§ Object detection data
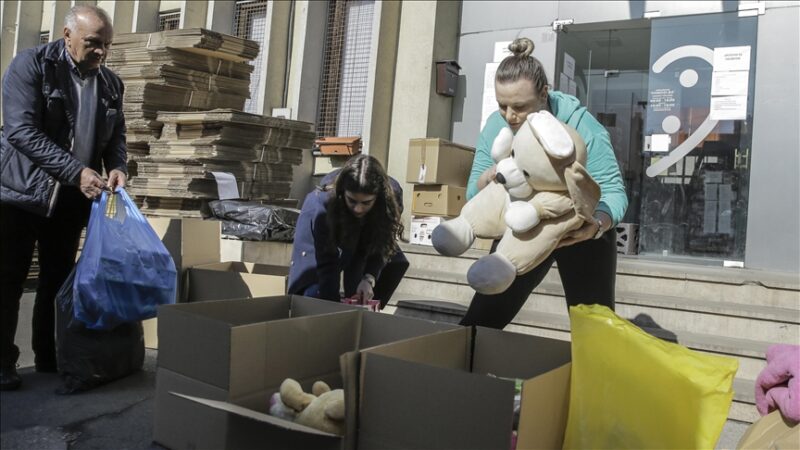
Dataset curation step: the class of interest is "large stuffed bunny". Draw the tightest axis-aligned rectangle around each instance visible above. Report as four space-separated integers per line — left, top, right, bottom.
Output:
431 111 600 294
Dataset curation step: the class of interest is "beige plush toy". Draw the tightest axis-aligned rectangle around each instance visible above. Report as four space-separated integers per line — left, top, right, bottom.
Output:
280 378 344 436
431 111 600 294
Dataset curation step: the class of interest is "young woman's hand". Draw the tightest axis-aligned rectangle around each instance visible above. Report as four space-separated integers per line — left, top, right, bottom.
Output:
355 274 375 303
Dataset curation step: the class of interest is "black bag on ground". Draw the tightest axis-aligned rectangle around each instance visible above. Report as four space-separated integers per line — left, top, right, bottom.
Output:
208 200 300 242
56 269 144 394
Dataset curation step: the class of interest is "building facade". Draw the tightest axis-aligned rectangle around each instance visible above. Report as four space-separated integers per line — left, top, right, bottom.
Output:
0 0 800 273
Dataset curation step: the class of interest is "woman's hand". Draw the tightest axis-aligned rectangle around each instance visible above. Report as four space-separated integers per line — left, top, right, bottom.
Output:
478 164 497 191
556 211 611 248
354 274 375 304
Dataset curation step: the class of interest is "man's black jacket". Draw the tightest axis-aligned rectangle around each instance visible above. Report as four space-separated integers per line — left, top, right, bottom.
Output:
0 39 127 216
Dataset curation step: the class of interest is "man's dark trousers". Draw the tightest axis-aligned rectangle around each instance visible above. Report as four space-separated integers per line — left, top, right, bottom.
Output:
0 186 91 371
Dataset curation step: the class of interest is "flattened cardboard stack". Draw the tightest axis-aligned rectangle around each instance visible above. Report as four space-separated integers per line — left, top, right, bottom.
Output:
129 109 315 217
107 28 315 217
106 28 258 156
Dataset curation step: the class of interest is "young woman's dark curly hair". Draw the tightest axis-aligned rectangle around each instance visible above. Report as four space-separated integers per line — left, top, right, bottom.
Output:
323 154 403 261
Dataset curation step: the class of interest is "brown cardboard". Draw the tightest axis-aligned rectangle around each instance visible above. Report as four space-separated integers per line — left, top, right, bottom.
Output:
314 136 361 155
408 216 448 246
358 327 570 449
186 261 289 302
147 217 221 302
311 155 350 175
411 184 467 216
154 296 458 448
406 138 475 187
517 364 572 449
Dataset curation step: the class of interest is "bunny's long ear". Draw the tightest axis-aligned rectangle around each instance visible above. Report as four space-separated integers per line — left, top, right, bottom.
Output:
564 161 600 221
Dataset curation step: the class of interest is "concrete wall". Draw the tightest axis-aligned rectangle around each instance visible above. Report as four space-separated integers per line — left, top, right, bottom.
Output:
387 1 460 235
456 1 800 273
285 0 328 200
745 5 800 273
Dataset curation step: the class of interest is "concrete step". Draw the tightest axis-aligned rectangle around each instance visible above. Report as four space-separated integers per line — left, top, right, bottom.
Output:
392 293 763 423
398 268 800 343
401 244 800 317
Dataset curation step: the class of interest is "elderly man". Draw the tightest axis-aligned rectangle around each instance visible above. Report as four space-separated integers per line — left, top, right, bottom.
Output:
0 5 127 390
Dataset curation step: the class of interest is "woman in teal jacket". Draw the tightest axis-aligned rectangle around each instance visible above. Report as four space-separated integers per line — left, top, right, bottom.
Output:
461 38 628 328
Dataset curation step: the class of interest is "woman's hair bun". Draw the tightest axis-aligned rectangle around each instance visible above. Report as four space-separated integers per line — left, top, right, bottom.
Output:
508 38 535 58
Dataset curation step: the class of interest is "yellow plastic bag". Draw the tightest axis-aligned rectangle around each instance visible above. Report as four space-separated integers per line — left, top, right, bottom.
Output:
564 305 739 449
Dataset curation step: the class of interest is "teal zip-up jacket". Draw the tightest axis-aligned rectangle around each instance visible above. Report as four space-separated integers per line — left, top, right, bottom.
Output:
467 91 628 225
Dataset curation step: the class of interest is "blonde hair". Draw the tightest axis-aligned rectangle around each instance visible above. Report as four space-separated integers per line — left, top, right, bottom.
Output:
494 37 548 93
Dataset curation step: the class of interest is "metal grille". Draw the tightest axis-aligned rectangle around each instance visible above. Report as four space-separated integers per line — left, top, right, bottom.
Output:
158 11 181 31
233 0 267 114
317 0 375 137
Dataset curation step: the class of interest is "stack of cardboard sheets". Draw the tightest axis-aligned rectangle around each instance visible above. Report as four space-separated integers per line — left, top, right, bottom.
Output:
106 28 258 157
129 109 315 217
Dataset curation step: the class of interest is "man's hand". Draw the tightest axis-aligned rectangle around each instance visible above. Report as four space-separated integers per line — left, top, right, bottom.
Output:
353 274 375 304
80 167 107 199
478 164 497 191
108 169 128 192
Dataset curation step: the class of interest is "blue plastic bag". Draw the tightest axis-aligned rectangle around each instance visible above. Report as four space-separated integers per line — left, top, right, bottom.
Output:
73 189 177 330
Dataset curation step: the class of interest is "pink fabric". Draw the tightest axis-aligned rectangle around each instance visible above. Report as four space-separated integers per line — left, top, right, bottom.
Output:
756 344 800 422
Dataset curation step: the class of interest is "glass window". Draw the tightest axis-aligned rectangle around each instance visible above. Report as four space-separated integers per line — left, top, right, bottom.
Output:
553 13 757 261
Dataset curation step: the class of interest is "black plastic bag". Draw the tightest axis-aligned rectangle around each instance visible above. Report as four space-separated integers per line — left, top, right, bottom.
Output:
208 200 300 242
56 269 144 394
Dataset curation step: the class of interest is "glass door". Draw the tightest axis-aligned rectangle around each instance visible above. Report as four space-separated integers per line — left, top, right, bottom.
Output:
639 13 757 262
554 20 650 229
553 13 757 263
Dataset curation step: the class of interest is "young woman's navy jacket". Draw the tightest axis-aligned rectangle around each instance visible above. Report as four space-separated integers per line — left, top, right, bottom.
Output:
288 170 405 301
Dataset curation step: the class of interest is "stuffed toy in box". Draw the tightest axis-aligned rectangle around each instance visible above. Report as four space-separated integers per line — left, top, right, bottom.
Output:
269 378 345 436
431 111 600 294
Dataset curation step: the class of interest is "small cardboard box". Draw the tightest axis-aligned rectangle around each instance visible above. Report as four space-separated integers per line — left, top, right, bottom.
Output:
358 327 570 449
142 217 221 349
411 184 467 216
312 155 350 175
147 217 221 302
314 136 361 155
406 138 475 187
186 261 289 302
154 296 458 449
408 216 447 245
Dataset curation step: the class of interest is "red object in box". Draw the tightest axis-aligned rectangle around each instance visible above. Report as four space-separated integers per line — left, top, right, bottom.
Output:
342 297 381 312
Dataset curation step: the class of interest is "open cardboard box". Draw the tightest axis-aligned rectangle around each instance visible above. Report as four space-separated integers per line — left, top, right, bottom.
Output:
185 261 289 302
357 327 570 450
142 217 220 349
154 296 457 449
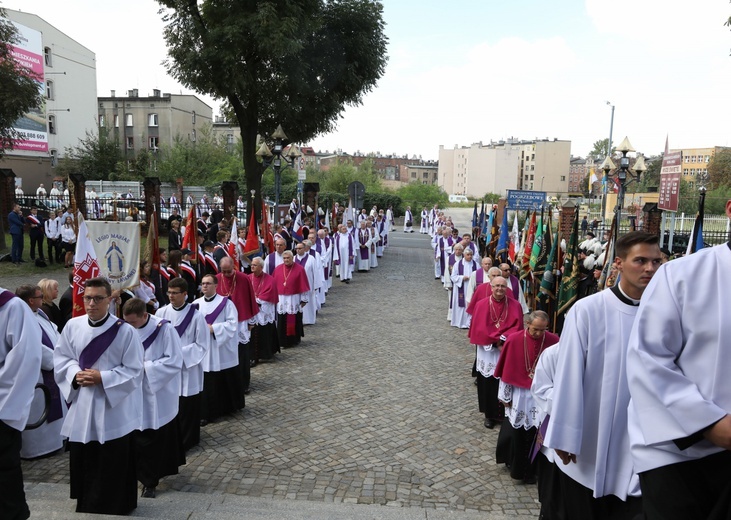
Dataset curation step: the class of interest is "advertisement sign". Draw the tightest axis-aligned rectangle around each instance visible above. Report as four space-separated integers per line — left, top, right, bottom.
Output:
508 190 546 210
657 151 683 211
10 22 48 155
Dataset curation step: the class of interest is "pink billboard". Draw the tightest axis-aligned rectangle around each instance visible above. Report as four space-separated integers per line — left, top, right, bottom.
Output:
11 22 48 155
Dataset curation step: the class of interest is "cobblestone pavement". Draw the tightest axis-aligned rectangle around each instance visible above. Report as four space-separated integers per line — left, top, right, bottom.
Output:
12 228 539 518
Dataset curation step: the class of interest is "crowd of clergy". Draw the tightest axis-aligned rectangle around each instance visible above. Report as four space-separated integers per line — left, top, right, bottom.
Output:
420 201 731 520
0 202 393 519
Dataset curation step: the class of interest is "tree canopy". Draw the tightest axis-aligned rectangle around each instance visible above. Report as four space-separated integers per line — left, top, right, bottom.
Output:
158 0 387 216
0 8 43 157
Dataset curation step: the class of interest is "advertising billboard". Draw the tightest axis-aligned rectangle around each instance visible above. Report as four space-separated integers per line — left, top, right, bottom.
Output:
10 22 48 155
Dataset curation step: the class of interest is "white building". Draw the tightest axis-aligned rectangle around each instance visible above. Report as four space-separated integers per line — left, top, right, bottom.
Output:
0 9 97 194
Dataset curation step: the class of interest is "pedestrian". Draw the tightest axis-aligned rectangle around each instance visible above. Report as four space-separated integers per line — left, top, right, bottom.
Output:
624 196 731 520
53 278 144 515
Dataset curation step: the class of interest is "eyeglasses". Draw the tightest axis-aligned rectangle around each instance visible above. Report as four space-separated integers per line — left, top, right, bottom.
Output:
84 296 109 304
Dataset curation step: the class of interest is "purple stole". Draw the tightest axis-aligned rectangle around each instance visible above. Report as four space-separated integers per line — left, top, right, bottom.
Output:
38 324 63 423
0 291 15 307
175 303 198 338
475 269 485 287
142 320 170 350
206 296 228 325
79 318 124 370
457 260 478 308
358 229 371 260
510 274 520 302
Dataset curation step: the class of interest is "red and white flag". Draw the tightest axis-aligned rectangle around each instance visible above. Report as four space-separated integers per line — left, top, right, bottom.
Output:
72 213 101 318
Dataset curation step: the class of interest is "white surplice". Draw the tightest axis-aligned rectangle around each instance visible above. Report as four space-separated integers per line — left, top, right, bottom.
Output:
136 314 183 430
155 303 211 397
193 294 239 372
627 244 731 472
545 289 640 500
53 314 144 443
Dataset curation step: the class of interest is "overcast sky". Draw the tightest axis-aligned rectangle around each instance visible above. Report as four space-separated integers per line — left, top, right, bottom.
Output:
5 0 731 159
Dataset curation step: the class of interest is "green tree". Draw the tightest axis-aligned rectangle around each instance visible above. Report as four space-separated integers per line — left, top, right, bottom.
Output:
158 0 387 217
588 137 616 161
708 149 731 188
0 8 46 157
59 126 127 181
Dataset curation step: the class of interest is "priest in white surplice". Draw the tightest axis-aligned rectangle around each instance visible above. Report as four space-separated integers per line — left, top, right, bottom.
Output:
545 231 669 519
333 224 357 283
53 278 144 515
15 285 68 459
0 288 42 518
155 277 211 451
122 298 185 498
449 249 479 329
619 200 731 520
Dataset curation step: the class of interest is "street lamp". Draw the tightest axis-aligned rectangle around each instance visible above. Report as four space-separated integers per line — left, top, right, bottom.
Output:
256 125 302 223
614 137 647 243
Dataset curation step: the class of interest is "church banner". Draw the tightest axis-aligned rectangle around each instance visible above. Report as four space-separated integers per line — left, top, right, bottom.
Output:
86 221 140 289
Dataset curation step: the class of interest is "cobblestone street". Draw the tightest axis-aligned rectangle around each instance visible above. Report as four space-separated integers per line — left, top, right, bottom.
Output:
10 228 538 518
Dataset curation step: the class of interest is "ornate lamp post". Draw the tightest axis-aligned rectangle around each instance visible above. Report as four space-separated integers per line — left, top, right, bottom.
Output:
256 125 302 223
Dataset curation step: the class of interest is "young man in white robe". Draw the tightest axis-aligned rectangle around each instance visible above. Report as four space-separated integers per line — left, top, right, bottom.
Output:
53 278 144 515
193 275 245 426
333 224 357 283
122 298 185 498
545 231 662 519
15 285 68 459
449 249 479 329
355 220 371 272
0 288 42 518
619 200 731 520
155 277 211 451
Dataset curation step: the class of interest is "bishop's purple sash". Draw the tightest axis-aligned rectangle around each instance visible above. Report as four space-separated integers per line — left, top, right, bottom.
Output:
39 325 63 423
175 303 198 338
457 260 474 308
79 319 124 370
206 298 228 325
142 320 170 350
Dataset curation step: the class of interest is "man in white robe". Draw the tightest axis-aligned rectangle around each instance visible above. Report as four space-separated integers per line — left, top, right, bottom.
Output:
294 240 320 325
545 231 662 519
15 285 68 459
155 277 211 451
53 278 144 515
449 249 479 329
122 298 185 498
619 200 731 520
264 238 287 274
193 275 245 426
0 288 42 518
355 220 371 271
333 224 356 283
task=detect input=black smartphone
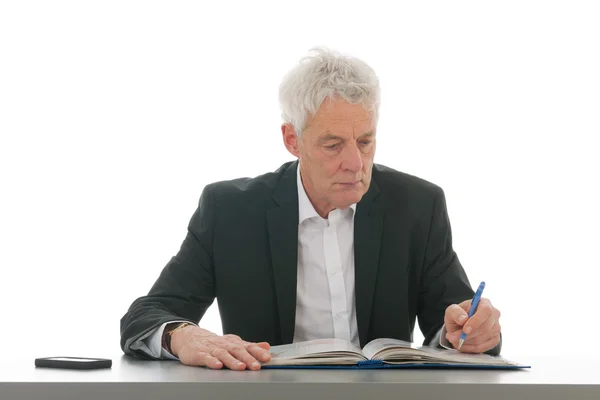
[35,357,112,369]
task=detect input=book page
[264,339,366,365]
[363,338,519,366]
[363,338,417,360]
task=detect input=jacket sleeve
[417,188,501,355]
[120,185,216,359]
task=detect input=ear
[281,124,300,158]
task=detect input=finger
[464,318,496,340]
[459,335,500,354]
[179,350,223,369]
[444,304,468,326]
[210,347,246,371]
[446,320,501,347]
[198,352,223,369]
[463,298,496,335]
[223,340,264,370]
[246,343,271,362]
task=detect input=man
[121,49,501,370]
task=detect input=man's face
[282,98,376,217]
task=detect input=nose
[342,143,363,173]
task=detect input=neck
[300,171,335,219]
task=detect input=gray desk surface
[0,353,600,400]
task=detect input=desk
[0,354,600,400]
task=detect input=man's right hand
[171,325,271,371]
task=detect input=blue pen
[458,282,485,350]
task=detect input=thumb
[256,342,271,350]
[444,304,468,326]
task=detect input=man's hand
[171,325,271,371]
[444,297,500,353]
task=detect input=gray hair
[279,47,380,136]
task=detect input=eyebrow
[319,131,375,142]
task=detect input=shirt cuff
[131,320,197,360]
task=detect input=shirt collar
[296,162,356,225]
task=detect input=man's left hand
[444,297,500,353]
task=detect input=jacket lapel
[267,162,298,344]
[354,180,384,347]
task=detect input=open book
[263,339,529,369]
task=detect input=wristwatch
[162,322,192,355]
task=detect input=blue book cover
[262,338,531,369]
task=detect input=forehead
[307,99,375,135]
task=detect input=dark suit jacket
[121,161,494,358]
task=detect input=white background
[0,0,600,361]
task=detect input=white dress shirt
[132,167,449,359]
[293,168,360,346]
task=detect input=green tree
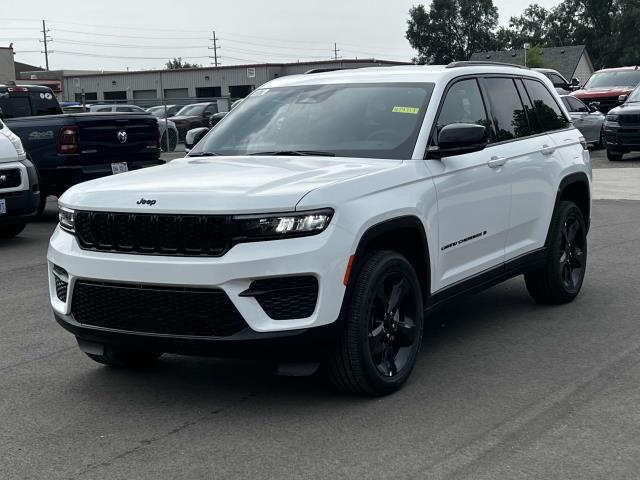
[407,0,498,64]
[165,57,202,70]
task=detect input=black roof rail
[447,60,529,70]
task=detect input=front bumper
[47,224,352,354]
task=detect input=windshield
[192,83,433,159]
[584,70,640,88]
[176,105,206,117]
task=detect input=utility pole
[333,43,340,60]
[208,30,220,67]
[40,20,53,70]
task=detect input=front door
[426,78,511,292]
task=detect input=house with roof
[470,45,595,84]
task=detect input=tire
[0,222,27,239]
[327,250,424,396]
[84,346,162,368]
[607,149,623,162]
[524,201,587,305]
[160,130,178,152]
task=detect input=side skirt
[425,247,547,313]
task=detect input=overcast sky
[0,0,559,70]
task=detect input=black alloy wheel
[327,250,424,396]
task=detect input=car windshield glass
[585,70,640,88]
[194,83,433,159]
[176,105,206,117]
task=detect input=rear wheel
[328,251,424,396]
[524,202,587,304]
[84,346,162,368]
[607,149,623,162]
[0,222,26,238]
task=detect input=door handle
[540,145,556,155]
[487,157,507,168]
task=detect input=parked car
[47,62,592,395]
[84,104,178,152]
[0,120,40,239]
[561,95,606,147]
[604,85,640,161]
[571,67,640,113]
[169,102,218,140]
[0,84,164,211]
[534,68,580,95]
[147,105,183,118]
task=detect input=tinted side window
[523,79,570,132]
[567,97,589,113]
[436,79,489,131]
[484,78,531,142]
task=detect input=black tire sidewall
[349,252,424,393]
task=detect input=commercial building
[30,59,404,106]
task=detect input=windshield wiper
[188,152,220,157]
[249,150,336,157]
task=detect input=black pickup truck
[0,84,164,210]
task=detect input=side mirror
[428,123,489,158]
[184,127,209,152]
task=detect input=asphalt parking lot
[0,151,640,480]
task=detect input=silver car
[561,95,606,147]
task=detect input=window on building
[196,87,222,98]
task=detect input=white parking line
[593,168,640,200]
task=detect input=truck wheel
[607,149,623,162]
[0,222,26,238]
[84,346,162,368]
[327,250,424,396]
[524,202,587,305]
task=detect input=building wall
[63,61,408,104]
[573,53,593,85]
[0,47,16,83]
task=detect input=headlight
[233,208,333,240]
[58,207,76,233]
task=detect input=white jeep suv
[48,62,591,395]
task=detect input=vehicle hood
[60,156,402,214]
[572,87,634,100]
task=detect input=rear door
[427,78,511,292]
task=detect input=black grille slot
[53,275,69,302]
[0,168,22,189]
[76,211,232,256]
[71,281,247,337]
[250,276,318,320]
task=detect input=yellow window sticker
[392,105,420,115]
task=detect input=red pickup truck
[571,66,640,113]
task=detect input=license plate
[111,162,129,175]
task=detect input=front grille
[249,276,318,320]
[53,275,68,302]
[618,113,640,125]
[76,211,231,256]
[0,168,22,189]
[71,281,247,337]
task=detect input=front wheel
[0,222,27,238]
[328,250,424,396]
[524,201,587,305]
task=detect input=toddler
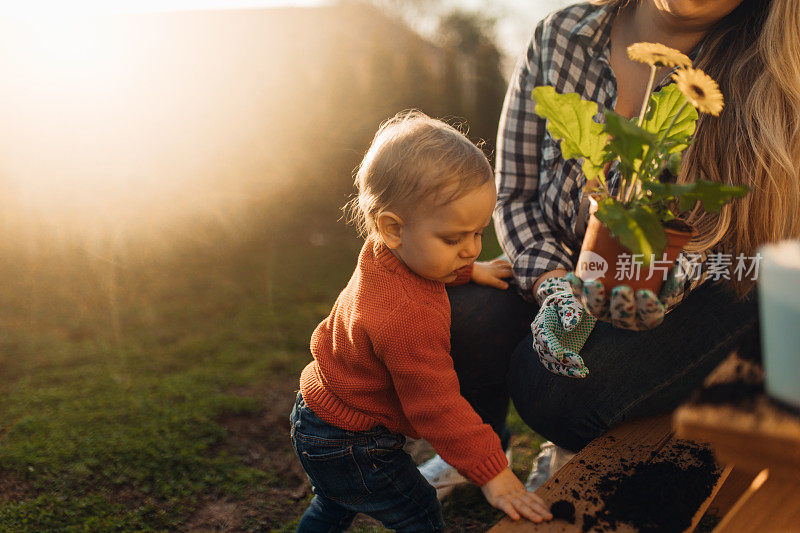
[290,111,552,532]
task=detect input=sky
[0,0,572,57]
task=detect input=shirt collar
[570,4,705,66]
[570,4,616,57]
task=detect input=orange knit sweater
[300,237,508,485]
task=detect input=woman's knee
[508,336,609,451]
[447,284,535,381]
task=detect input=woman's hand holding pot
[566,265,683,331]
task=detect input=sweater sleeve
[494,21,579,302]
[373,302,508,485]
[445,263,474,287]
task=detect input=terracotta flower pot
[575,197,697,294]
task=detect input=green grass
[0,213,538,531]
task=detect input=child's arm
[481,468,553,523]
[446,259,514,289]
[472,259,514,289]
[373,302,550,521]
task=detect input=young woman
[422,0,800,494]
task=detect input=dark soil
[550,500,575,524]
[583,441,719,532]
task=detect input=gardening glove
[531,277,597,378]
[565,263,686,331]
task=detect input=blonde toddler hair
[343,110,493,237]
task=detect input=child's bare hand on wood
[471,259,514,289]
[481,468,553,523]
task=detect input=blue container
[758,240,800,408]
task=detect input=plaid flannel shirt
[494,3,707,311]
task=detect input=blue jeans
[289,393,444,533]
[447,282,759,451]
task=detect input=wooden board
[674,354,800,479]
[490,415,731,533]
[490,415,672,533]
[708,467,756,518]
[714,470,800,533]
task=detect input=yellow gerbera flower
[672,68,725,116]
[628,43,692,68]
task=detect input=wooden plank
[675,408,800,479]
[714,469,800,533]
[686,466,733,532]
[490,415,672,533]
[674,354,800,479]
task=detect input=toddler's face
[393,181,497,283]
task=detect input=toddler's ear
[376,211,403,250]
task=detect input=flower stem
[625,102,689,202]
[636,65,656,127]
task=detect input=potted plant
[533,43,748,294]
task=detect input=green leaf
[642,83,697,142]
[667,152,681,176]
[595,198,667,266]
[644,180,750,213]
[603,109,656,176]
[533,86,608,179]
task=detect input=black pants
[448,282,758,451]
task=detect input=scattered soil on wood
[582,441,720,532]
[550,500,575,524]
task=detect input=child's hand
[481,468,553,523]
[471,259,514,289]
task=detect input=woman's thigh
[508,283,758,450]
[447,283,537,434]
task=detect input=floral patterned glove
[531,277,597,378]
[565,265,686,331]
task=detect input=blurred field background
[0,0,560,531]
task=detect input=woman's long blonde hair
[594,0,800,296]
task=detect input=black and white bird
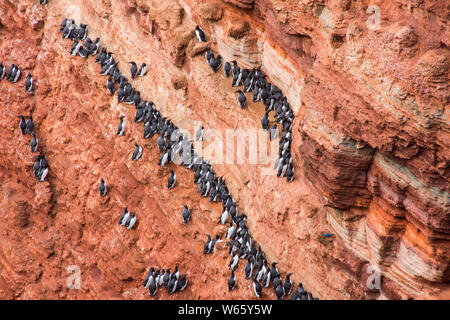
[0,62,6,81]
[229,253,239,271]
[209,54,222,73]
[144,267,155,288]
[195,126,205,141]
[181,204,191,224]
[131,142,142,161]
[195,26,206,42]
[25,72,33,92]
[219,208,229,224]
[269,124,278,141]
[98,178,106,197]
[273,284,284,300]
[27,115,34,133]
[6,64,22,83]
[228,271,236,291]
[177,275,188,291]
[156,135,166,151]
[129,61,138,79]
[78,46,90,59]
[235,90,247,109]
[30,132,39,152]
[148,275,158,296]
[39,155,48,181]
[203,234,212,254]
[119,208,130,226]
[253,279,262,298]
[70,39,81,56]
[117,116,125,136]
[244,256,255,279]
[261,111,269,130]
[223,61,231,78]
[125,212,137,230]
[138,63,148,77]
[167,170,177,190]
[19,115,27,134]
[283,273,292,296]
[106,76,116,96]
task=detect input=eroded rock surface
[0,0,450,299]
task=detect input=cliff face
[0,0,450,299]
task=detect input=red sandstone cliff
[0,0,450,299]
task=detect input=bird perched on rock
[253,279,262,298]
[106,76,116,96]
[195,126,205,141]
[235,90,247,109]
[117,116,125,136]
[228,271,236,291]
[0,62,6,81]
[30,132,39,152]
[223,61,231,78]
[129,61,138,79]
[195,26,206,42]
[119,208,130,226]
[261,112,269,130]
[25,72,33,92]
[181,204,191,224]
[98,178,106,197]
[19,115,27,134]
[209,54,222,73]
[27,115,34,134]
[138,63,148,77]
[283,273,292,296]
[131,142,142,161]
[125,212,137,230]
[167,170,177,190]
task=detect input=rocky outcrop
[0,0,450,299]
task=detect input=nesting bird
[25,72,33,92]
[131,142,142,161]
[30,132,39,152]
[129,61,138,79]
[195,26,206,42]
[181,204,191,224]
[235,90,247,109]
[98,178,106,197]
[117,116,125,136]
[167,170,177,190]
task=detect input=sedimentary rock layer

§ Goal of the exercise
Reproduce the listing unchanged, from the line containing "task=detect input=car windshield glass" down to the line containing "[250,276,318,320]", with both of those lines included.

§ Response
task=detect input=car windshield glass
[585,70,640,88]
[194,83,433,159]
[176,105,206,117]
task=detect input=rear wheel
[328,251,424,396]
[524,202,587,304]
[84,346,162,368]
[607,149,623,162]
[0,222,26,238]
task=detect input=door handle
[540,145,556,155]
[487,157,507,168]
task=detect input=parked car
[47,62,592,395]
[84,104,178,152]
[0,120,40,239]
[561,95,606,147]
[604,85,640,161]
[571,67,640,113]
[169,102,218,140]
[0,84,164,211]
[534,68,580,95]
[147,105,183,118]
task=detect input=tinted side window
[523,79,570,132]
[567,97,589,113]
[436,79,489,131]
[484,78,531,142]
task=detect input=black tire sidewall
[349,252,424,393]
task=detect input=commercial building
[30,59,404,106]
task=detect input=windshield wiper
[188,152,220,157]
[249,150,336,157]
task=detect input=black pickup truck
[0,84,164,210]
task=detect input=side mirror
[428,123,489,158]
[184,127,209,152]
task=detect input=asphalt parking lot
[0,151,640,480]
task=detect input=silver car
[561,95,606,147]
task=detect input=window on building
[196,87,222,98]
task=detect input=white parking line
[593,168,640,200]
task=detect input=truck wheel
[607,149,623,162]
[0,222,26,238]
[84,346,162,368]
[327,250,424,396]
[524,202,587,305]
task=detect input=building wall
[63,61,408,104]
[573,53,593,85]
[0,47,16,83]
task=detect input=headlight
[233,208,333,240]
[58,207,76,233]
task=detect input=white jeep suv
[48,62,591,395]
task=detect input=vehicle hood
[60,156,402,214]
[572,87,634,100]
task=detect input=rear door
[427,78,511,292]
task=detect input=black grille slot
[53,275,69,302]
[0,168,22,189]
[76,211,232,256]
[71,281,247,337]
[250,276,318,320]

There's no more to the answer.